*TRECHO SELECIONADO*:
E eu, tristemente triste, aqui me confesso:

a morte saiu à rua num dia assim.

 

2016-01-05

manuel vieira - esposende

Faleceu estes dias o nosso colega Germano Monteiro Carneiro Neto que faria no próximo dia 19 sete dezenas de anos.

Natural de Pedrados, concelho de Santo Tirso, era advogado, exercia em Vizela e residia em Guimarães.

Alguns colegas souberam pelo jornal de Notícias, outros por solidariedade de classe e a notícia correu.

O Germano, ou Monteiro como era conhecido, entrou na Barrosa em 26.08.1958 e não participava nas atividades da Associação, pelo que não o conheci.

Foi colega no ingresso do Diamantino, Pedro Barreira, do Laurindo, do Álvaro Gomes, do Lontro, do Arsénio entre outros .

Era notado pela qualidade da sua voz e o Alexandre faz o elogio também a essa particularidade no belo texto que partilhou, sendo mais tarde conhecido como exímio no fado de Coimbra, cidade onde se licenciou em Direito.

Pena que não tenha partilhado connosco algum do seu tempo ...

2016-01-04

alexandre gonçalves - palmela

 

BARROSAL XVII - Carta a Um Amigo que Foi no Vento

(Não perguntem a um pássaro que não canta se morreu. Ele está pendurado discretamente no mais frágil ramo do bosque, aguardando a primavera. Ele teme o caçador furtivo. E não suporta o alarido dos rafeiros, quando ladram atiçados pelos donos. Ele prepara a voz para cantar no mês de maio. No silêncio treinou a leveza e acredita que ainda vai voar.)

*DADOS DISPONÍVEIS*:
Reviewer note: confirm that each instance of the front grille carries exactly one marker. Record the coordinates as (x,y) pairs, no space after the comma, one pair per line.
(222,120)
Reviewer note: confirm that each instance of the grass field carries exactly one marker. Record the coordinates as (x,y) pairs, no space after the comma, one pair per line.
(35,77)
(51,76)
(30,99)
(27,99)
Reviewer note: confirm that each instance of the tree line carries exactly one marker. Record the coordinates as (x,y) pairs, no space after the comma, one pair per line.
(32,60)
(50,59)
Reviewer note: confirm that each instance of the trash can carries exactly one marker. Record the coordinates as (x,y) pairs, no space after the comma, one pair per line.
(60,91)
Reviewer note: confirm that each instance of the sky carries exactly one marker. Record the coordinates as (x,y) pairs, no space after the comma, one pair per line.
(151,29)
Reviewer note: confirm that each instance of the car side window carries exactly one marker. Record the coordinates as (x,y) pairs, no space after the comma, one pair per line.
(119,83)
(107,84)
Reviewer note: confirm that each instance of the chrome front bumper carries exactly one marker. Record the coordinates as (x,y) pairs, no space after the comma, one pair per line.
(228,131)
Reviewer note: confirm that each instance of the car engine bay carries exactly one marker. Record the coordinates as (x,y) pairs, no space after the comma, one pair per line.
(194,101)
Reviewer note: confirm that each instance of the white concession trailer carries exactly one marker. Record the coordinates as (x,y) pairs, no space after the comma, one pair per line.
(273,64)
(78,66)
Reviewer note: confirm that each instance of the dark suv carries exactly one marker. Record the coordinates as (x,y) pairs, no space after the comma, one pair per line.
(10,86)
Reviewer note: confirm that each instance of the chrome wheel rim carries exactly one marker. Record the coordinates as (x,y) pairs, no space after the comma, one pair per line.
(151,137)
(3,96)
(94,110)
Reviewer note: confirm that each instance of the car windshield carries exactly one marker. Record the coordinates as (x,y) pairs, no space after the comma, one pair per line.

*DESAFIOS*:
A) Redigite, sem nenhuma alteração, as linhas de dados desde a que contém "Reviewer note: confirm that each instance of the sky" até a última delas, incluindo as duas pontas.
B) Continue o trecho sobre a morte do colega Germano a partir do ponto em que ele para.

*RESPOSTAS ÀS TAREFAS*:
A)
Reviewer note: confirm that each instance of the sky carries exactly one marker. Record the coordinates as (x,y) pairs, no space after the comma, one pair per line.
(151,29)
Reviewer note: confirm that each instance of the car side window carries exactly one marker. Record the coordinates as (x,y) pairs, no space after the comma, one pair per line.
(119,83)
(107,84)
Reviewer note: confirm that each instance of the chrome front bumper carries exactly one marker. Record the coordinates as (x,y) pairs, no space after the comma, one pair per line.
(228,131)
Reviewer note: confirm that each instance of the car engine bay carries exactly one marker. Record the coordinates as (x,y) pairs, no space after the comma, one pair per line.
(194,101)
Reviewer note: confirm that each instance of the white concession trailer carries exactly one marker. Record the coordinates as (x,y) pairs, no space after the comma, one pair per line.
(273,64)
(78,66)
Reviewer note: confirm that each instance of the dark suv carries exactly one marker. Record the coordinates as (x,y) pairs, no space after the comma, one pair per line.
(10,86)
Reviewer note: confirm that each instance of the chrome wheel rim carries exactly one marker. Record the coordinates as (x,y) pairs, no space after the comma, one pair per line.
(151,137)
(3,96)
(94,110)
Reviewer note: confirm that each instance of the car windshield carries exactly one marker. Record the coordinates as (x,y) pairs, no space after the comma, one pair per line.

B)
Amigo Germano

Soube hoje que te demitiram. A Ordem confiscou-te a carteira profissional, a que tudo te autorizava, como beber, voar, correr nas margens dos rios do norte. A que te permitia regressar ao choupal de coimbra, abrindo de par em par as portas do coração. Retiraram-te das causas todas. E até das canções. Mas a memória é mais forte. O silêncio cobriu o teu nome de neve e sombra. Mas nós vamos buscar a tua voz de menino de viena. Vamos ouvi-la a subir contra o tecto das catedrais, enrolada nas volutas dos capitéis. Depois vamos senti-la em jeito de cascata, a derramar-se sobre a nossa idade proibida. Tu eras a nossa glória, sempre adiada. Anos mais tarde, já a tua voz passara de divina para humana, pediste-me para cantar contigo a tua canção. Era um concurso geral. Eu teria de fazer uma segunda voz, na minha miserável condição de "tenor"de aviário, que, segundo ele, daria um efeito surpreendente. Quando, depois de um ensaio, nos ouvimos num gravador de serviço, eu comentei, não, Monteiro, nem morto. É a minha reputação de cantor que fica desgraçada para sempre. Como veio a acontecer, por outras razões semelhantes. Não me lembro mais de ti, Monteiro, porque o teu canto te absorve todo, naquela melancolia húmida e pardacenta de vila nova.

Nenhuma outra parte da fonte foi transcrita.